Aim 1: In the spell-checker text below, copy everything from "The sentences are loaded" down to "from the tokens." word for word.

Reading text:
------------

Since we used the News Typical corpus, the words used in the sentences are simpler and are thus more frequently used in English. However, since the sentences are taken from newspaper/web texts, they will contain proper nouns and acronyms, which are not meant to be spell-checked. Also, the corpus will also miss out on a few frequently occurring English words. 

The sentences are loaded into the dictionary `corpus`, as well as the tokens and the vocabulary. At the end of every sentence, we append the token `START/END` to signify the beginning of a new sentence/end of an old one. This is in the event that we employ a bigram model to prevent the tokens of one sentence from seeping into another. We then generate the vocabulary from the tokens. 

In [3]:
# Create frequency list for unigram language model
freqDict = dict((word, 0) for word in corpus["Vocabulary"])
for word in corpus["Tokens"]:
    if word == "START/END":
        continue
    else:
        freqDict[word] += 1 / vocabulary_count

We will only be using the unigram language model for this assignment, which entails computing the frequency of each token in the vocabulary, as is done by the code above. 

## PART II. Error Model

In [4]:
# Load confusion matrix data
confusion_directory = "data\confusion"        
file_name = os.listdir(confusion_directory)[0]
confusion = {"Ins": {}, "Del": {}, "Sub": {}, "Trans": {}}
with open(os.path.join(confusion_directory, file_name), 'r') as f:
    for line in f:
        delim1 = line.find("|")
        delim2 = line.find("\t")

------------

Pointing dataset entries:
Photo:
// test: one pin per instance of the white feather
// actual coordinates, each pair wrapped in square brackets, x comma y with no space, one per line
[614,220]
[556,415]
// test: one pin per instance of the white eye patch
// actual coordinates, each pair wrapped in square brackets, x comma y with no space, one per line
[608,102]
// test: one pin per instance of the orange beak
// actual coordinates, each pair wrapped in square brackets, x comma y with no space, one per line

------------

Aim 2: Output the lines of the entries above as a Markdown table with the columns No. and Line, one row per line, numbered in order, leaving out any blank lines.

Task solution 1:
The sentences are loaded into the dictionary `corpus`, as well as the tokens and the vocabulary. At the end of every sentence, we append the token `START/END` to signify the beginning of a new sentence/end of an old one. This is in the event that we employ a bigram model to prevent the tokens of one sentence from seeping into another. We then generate the vocabulary from the tokens.

Task solution 2:
| No. | Line |
|---|---|
| 1 | Photo: |
| 2 | // test: one pin per instance of the white feather |
| 3 | // actual coordinates, each pair wrapped in square brackets, x comma y with no space, one per line |
| 4 | [614,220] |
| 5 | [556,415] |
| 6 | // test: one pin per instance of the white eye patch |
| 7 | // actual coordinates, each pair wrapped in square brackets, x comma y with no space, one per line |
| 8 | [608,102] |
| 9 | // test: one pin per instance of the orange beak |
| 10 | // actual coordinates, each pair wrapped in square brackets, x comma y with no space, one per line |